*** Raw data ***

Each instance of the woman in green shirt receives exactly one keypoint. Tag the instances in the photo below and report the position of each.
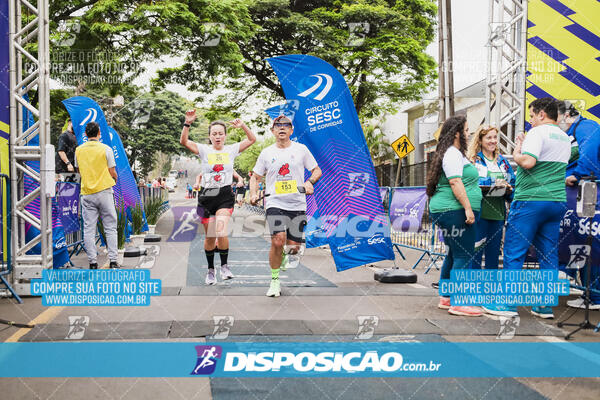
(494, 170)
(454, 202)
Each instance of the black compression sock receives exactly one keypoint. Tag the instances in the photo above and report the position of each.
(224, 255)
(210, 258)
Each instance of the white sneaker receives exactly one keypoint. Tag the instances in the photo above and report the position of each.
(580, 303)
(211, 279)
(226, 272)
(274, 289)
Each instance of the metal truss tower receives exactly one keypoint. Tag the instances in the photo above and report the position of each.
(29, 42)
(506, 66)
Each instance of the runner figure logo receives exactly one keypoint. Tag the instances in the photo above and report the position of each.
(358, 182)
(207, 359)
(77, 326)
(366, 326)
(223, 324)
(579, 255)
(508, 327)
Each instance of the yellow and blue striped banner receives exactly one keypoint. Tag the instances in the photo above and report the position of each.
(563, 53)
(4, 120)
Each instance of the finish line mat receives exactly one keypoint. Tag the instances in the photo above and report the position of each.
(249, 261)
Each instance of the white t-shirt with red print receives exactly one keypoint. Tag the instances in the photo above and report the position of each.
(284, 172)
(217, 165)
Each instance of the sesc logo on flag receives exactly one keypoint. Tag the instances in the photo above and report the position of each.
(207, 359)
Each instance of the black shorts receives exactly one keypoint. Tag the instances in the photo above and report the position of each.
(290, 222)
(211, 200)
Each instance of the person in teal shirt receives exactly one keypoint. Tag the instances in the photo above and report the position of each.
(539, 202)
(495, 171)
(454, 202)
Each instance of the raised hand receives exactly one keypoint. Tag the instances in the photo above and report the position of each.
(190, 116)
(237, 123)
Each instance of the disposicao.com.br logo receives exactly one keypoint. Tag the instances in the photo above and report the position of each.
(369, 361)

*** End of Raw data ***

**Task**
Transcribe every entry above exactly as it stands, but skip the images.

**Output of the task**
Each instance of the woman in green shirt receives exactly one keypoint. Tag the instances in the photo below and report the position of each.
(494, 170)
(454, 202)
Each instance of the black compression sock receives exactly one keypoint. Tag the instances in the photo above and report the position of each.
(224, 255)
(210, 258)
Each instance of the white sneaker receives exactly one keypoint. Tag the instances in the photo above and report the position of each.
(580, 303)
(211, 279)
(226, 272)
(274, 289)
Each instance of the metal truss tower receives exactly one keypoint. Tag the instances in the photo above and report the position of each.
(29, 42)
(506, 66)
Each instance of the runner figure logo receives exactly one keypoint. Tag the instances in the photo above and report the position of each.
(358, 182)
(207, 359)
(77, 326)
(366, 326)
(223, 324)
(579, 255)
(508, 327)
Each instance of the yellow and blue striped banner receives exactly one keypoint. Tag the instances in the photo above and report the position of each.
(563, 53)
(4, 120)
Each instance of the finish line mat receives exactly one keypoint. Tag the instances in the photo above and report the position of each.
(249, 261)
Each instance of the white t-shirt with red print receives exactly one keypoint. Tag the instances in the photo above and report the position of each.
(284, 172)
(217, 165)
Each instance of the sesc logo on flag receives exactly one keypoint. Tag the instances in the photo above and report the position of each.
(207, 359)
Each instance of the black shorts receives exactly one keypoint. Tag the instances in the photo above and report the position of each.
(290, 222)
(211, 200)
Each instance of the person in teal shirt receives exactly one keypoint. Tag the instances in the photo above and report the position of each.
(539, 202)
(495, 171)
(454, 202)
Each instance of the raised hand receives exactly one keypoint. Tag the instances in the photo above and report the position of each.
(190, 116)
(237, 123)
Each instance of the disposicao.com.br logo receives exactly one keypoint. Tag the instances in the photo above and report the position of each.
(369, 361)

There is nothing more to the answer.